**Work order:**
Each line with the string "white" is to be copied from the records below.

Records from a dataset:

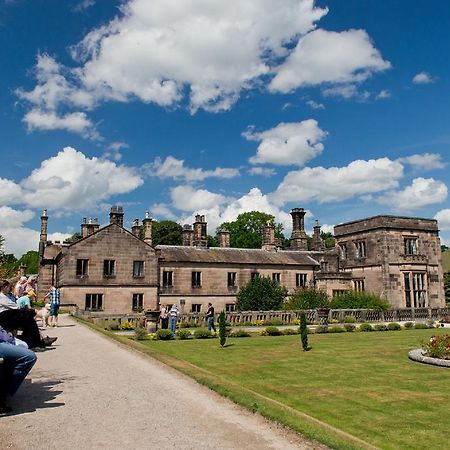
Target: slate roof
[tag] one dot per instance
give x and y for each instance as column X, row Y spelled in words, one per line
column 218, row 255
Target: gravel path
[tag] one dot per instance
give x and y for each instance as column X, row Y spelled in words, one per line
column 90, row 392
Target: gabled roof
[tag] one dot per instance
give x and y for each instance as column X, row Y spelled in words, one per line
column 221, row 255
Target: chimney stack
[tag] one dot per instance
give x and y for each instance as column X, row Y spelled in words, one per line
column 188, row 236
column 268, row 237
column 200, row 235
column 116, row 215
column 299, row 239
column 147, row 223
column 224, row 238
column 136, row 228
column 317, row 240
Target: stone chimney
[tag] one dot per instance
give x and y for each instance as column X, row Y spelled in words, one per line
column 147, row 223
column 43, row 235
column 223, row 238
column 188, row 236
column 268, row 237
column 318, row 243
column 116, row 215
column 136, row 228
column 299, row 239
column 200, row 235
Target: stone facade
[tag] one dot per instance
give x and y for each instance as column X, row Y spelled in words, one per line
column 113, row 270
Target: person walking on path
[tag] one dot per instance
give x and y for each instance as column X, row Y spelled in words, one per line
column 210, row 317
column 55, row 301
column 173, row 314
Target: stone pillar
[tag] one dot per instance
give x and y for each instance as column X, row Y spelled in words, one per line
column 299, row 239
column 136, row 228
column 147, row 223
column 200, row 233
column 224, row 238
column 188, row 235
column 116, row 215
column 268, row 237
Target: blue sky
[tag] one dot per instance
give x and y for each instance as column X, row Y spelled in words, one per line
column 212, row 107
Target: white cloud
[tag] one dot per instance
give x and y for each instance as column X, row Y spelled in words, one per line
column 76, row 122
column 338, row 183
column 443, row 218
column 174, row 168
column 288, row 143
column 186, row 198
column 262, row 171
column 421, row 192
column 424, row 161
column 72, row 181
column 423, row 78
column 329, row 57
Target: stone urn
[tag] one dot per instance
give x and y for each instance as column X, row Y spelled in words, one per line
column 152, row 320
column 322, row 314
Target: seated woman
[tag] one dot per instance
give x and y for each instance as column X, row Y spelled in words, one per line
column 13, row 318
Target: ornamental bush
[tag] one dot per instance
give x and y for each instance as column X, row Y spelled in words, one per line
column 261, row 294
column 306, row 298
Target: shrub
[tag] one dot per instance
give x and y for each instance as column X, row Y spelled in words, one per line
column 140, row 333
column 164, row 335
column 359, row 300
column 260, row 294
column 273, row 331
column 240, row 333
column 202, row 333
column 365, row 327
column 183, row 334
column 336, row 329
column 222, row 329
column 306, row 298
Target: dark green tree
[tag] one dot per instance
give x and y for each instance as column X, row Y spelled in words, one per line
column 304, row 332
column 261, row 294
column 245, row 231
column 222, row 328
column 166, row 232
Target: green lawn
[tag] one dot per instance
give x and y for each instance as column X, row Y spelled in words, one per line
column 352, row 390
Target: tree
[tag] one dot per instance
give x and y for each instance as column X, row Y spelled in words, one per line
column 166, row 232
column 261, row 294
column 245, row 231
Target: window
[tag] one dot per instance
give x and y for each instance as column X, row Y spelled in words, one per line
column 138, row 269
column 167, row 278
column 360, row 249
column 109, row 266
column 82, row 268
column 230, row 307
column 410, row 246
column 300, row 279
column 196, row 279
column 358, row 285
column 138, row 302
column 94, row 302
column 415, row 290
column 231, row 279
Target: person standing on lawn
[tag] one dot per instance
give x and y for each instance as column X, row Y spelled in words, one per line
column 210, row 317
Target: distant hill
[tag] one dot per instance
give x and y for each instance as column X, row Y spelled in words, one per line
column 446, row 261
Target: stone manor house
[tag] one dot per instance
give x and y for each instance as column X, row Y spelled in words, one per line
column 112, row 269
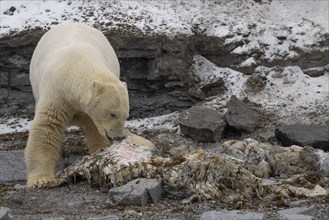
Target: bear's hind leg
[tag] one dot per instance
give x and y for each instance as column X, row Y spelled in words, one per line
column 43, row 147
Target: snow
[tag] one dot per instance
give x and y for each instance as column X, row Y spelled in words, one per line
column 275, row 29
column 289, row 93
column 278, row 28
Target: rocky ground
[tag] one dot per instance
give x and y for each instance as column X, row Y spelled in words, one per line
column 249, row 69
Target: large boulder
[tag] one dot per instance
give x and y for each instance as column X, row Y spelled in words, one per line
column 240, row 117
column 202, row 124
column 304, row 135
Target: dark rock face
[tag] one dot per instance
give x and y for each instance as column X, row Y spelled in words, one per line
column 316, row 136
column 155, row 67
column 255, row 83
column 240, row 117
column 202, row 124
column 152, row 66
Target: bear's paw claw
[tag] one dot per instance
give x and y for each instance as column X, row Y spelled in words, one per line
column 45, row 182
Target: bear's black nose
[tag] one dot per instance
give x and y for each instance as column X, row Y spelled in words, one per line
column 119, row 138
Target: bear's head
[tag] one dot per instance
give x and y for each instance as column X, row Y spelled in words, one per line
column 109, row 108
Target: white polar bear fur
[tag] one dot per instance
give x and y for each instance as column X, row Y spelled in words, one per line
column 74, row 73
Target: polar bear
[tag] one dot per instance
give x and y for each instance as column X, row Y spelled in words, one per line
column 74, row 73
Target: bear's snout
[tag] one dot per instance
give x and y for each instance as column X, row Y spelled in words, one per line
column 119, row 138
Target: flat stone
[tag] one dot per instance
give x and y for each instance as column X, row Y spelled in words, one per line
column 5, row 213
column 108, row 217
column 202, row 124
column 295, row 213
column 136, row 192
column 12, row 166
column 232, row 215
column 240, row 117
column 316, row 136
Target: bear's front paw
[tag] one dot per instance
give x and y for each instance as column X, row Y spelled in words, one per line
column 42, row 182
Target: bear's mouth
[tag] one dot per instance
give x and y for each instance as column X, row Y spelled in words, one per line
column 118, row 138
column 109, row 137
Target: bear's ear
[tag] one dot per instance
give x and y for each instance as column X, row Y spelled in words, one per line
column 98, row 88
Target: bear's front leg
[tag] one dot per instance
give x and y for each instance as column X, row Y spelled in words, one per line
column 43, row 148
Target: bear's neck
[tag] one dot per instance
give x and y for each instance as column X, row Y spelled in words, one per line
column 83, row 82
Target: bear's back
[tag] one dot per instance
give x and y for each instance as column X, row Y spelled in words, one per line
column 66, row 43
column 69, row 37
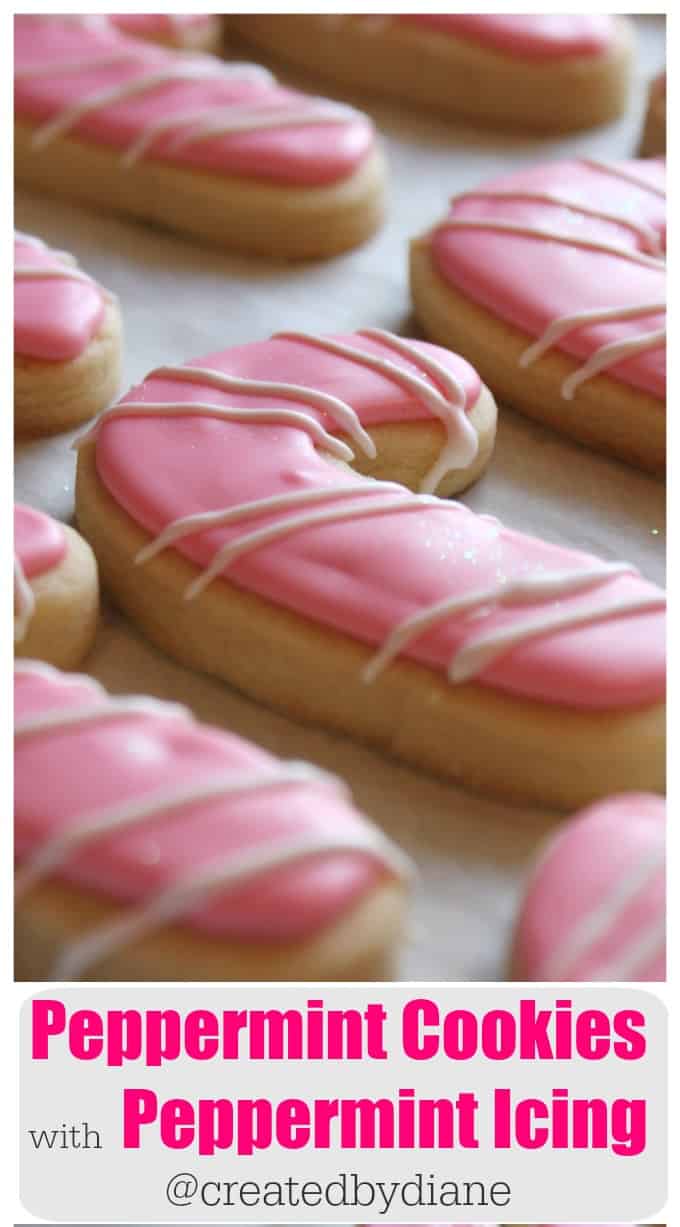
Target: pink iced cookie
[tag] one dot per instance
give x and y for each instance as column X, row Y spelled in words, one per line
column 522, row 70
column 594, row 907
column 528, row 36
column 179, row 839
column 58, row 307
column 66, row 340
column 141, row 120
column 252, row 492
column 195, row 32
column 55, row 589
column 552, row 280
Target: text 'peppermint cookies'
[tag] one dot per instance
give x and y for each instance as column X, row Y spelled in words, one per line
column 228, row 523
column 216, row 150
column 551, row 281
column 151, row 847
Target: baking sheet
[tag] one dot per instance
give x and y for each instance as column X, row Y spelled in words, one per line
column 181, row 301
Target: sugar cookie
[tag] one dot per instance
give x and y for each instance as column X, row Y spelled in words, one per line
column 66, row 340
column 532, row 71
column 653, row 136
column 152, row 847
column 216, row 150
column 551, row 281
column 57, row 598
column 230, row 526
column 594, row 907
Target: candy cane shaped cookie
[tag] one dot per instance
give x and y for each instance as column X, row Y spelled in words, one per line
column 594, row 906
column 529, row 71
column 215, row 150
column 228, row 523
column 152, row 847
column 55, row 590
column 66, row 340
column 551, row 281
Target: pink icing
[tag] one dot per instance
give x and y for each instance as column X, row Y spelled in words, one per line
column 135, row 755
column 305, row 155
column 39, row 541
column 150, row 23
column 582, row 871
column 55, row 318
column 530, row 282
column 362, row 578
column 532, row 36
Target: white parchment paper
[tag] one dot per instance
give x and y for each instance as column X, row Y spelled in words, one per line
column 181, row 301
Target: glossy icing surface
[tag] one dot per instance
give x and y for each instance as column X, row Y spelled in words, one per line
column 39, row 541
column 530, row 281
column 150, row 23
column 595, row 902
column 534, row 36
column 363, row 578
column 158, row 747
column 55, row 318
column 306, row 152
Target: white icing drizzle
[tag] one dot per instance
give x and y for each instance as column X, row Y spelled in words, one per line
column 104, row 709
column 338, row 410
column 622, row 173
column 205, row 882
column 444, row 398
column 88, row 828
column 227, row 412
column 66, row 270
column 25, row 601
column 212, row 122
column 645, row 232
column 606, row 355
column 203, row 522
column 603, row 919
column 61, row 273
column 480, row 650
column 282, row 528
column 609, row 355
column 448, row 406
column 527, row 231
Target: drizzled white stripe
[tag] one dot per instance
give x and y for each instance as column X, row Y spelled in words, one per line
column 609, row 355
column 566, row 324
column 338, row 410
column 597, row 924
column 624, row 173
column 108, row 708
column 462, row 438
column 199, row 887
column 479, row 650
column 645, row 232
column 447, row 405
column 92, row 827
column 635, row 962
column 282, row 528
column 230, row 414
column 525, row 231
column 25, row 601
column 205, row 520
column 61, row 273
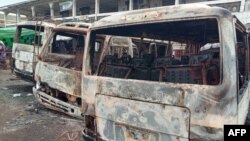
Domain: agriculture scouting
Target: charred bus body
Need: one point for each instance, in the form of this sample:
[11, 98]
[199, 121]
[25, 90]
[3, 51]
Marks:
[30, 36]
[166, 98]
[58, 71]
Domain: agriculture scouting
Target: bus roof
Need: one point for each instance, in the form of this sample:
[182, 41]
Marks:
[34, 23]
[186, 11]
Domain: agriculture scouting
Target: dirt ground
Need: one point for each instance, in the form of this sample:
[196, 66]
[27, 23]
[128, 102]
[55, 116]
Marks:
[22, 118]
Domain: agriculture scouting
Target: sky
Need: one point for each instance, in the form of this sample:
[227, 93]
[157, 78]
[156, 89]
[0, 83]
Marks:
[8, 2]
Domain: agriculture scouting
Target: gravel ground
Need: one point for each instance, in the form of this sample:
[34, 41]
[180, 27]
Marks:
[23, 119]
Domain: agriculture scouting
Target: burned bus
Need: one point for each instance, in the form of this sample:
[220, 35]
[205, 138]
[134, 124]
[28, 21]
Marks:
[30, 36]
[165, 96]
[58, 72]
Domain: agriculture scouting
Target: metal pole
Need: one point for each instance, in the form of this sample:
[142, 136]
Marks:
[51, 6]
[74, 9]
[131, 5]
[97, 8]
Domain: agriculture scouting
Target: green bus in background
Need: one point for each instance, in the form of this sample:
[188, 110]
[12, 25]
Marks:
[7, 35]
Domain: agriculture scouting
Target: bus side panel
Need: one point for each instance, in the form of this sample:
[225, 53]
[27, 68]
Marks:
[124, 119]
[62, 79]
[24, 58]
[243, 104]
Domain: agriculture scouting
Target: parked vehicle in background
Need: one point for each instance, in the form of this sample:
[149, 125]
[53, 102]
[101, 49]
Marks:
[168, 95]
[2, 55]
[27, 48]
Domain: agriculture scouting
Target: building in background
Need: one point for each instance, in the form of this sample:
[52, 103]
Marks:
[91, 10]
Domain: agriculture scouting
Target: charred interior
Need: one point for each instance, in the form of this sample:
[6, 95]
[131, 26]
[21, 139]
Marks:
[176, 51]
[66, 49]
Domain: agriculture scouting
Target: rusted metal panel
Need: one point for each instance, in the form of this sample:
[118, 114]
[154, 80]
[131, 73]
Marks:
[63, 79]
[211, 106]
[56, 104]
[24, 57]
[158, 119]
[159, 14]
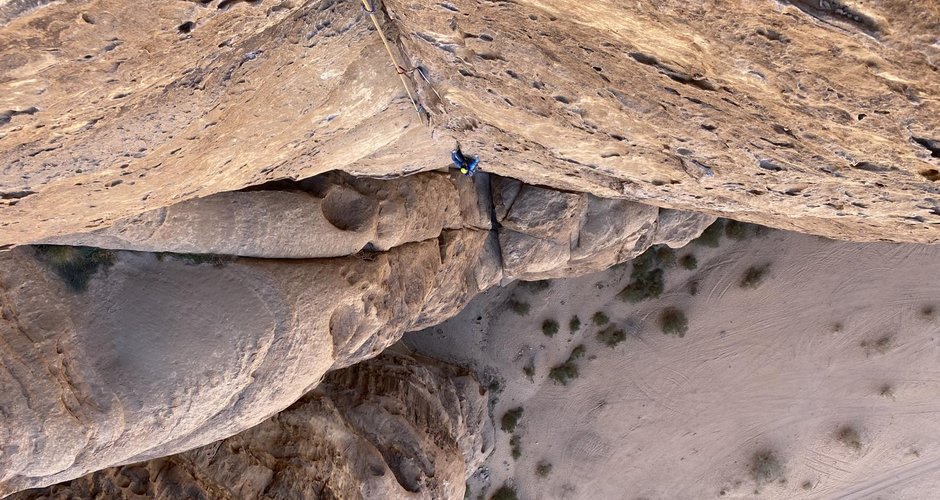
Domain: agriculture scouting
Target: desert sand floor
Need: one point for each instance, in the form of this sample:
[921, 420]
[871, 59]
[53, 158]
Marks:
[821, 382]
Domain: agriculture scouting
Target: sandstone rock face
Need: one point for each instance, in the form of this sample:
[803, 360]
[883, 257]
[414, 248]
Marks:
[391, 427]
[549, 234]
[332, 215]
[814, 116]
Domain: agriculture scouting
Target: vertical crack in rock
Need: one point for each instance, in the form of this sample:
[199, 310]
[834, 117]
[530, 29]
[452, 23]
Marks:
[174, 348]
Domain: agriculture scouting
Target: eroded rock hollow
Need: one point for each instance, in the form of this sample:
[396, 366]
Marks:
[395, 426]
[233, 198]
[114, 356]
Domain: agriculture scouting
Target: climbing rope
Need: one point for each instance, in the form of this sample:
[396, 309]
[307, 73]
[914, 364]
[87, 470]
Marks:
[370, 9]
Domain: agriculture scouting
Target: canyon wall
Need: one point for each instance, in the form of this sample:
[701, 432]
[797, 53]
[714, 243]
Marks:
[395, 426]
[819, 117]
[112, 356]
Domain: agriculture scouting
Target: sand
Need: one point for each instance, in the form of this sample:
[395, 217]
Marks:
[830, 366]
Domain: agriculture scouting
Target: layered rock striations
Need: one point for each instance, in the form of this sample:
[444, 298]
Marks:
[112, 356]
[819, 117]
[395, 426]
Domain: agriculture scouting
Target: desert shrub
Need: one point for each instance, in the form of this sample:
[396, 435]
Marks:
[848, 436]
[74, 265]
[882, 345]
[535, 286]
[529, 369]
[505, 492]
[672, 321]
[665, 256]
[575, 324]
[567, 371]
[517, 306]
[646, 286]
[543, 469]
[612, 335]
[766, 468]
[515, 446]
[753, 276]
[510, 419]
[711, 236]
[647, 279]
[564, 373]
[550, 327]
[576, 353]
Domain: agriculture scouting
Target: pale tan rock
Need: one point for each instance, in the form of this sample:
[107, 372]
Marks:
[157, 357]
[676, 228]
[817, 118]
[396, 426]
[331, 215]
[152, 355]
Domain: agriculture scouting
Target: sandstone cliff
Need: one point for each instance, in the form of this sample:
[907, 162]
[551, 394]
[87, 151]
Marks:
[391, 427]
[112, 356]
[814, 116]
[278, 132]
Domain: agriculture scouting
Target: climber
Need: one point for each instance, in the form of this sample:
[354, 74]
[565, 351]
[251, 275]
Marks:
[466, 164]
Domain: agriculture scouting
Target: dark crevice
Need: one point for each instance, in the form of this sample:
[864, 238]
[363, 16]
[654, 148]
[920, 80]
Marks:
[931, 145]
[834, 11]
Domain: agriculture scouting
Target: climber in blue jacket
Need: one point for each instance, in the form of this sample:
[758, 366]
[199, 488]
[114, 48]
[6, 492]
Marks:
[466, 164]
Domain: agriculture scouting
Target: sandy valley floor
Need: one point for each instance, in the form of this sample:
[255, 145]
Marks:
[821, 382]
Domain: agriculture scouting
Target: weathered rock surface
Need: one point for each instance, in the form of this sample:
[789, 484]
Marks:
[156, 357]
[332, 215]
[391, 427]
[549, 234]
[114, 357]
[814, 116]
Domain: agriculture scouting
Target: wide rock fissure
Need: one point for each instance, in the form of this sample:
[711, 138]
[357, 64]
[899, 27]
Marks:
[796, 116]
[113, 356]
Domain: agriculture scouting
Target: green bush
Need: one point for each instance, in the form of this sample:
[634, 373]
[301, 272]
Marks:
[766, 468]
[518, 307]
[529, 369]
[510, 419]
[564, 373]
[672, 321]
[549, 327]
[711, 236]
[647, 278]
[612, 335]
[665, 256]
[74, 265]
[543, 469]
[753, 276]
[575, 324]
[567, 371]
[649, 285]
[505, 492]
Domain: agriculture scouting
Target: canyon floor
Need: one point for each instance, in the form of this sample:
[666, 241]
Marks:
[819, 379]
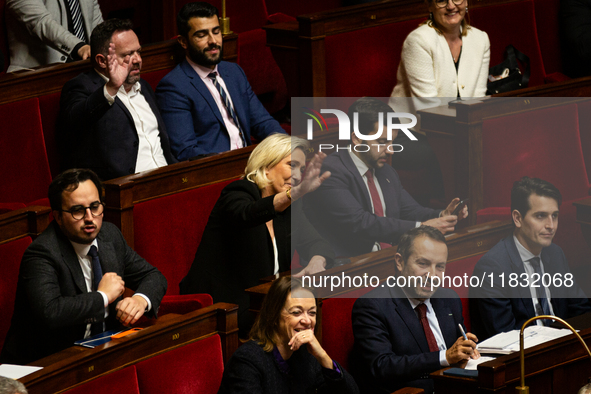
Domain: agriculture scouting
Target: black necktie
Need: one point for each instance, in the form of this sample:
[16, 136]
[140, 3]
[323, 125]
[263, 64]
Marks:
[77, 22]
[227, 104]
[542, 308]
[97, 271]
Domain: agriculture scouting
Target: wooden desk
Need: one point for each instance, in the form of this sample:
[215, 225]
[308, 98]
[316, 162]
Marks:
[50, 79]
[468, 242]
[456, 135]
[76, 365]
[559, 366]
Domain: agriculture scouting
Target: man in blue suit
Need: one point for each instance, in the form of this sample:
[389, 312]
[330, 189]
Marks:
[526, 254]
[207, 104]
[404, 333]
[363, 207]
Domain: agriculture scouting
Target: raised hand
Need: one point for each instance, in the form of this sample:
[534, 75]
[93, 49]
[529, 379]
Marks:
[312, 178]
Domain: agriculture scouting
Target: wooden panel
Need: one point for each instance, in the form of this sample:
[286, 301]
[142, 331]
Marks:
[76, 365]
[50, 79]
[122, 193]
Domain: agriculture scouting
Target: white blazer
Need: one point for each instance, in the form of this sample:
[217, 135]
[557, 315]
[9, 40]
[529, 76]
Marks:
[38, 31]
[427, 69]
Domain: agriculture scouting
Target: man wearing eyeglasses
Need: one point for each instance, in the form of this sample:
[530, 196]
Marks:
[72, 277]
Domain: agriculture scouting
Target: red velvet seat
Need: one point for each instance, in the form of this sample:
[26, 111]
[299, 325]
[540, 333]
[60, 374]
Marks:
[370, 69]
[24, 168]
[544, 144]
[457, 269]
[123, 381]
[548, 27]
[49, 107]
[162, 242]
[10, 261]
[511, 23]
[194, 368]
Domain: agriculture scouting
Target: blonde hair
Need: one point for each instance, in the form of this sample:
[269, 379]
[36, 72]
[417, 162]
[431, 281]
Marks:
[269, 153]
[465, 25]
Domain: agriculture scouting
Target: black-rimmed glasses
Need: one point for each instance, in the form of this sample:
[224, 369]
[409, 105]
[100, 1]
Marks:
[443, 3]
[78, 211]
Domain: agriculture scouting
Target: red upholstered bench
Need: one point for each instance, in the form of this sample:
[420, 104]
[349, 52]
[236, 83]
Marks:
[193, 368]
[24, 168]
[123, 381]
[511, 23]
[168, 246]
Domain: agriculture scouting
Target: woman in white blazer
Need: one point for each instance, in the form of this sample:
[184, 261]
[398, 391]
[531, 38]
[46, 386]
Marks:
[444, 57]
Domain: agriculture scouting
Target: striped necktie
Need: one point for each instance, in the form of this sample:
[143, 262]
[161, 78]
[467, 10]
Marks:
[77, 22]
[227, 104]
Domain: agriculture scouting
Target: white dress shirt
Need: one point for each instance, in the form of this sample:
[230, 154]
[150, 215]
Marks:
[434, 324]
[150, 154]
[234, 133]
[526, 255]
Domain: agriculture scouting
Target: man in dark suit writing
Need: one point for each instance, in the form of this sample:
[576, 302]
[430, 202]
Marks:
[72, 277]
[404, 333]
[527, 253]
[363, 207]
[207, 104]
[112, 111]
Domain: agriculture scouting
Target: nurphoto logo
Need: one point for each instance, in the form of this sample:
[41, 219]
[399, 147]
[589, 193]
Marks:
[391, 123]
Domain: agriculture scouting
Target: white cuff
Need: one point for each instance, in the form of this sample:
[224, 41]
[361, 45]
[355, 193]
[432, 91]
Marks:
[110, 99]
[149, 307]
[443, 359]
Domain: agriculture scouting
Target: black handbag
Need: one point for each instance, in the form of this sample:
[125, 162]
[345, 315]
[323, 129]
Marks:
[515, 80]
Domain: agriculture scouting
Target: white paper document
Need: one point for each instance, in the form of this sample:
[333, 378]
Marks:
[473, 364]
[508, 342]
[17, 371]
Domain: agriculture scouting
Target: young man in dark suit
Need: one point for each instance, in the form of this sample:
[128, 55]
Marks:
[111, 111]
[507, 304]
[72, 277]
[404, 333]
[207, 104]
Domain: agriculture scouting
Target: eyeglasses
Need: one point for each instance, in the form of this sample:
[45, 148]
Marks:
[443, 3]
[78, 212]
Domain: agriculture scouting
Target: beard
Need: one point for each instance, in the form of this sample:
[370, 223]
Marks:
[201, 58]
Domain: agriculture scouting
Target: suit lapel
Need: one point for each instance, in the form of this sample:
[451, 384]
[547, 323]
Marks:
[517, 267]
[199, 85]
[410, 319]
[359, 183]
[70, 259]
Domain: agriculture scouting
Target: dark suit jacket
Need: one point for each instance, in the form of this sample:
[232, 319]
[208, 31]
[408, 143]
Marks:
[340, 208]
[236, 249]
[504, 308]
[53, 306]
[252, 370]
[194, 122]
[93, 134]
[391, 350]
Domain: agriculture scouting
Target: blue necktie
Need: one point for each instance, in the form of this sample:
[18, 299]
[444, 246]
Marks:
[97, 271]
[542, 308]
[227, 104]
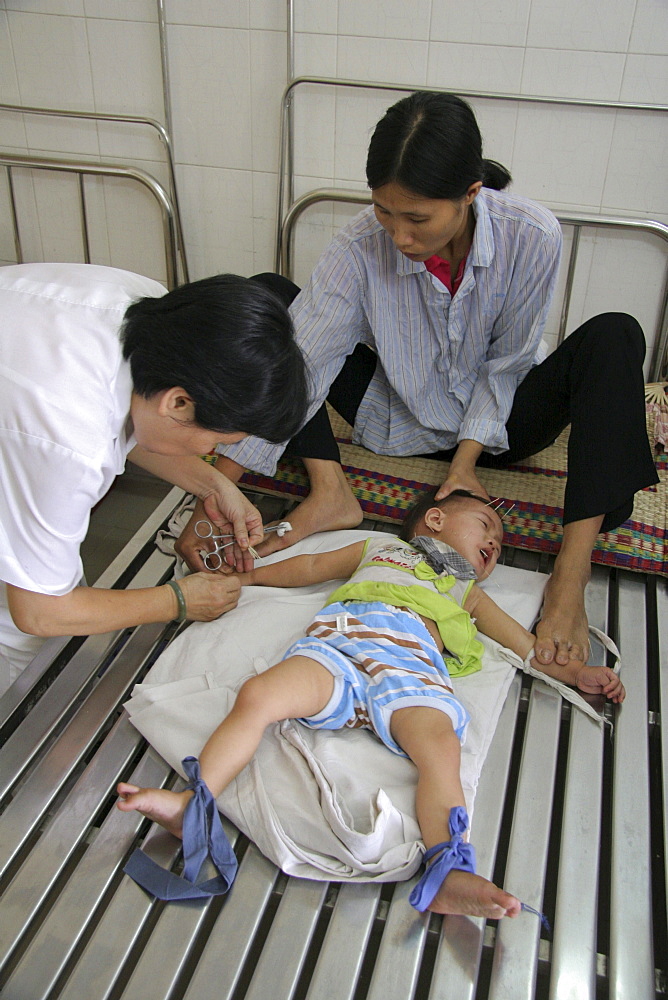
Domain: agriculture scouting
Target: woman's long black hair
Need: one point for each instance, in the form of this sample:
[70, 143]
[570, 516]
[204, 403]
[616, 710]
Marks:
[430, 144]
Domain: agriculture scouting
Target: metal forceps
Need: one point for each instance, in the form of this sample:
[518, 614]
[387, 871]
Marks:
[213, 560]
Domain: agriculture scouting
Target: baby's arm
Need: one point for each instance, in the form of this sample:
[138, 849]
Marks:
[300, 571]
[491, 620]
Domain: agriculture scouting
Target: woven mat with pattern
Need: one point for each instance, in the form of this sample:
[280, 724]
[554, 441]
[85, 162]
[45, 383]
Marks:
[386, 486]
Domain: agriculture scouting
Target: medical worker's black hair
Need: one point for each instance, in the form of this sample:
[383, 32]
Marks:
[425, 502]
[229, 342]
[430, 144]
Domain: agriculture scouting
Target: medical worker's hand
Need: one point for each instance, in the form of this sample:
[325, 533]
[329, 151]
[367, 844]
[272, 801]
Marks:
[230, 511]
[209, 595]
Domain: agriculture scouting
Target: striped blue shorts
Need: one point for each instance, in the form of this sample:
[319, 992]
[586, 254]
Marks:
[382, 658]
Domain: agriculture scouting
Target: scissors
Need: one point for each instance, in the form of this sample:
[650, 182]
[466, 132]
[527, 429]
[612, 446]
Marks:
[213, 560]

**Your response:**
Target: white cloud
Target: white polar bear fur
Target: white parchment paper
Target: white icing drizzle
Target: drizzled white stripe
Target: white blazer
Target: woman in white blazer
Target: white dress shirt
Target: white cuff
Target: white paper document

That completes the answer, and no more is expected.